### Task directions
Repeat the whole listing below with nothing added or dropped.

[Start of section]

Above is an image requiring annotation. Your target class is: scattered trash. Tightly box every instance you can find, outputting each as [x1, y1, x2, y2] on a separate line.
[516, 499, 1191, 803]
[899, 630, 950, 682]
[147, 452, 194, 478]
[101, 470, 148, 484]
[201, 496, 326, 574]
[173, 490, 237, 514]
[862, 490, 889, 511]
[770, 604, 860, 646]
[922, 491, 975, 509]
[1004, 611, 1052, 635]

[End of section]

### Answer for this exercise
Above is an image requiring annotation. Your target class is: scattered trash. Tightly box every instance you can find, outputting each as [x1, y1, x2, y2] on a separate line.
[516, 499, 1191, 803]
[899, 630, 950, 682]
[147, 452, 194, 478]
[101, 470, 148, 484]
[201, 496, 326, 574]
[173, 490, 237, 514]
[862, 490, 889, 511]
[770, 604, 860, 646]
[922, 491, 975, 509]
[1004, 611, 1052, 635]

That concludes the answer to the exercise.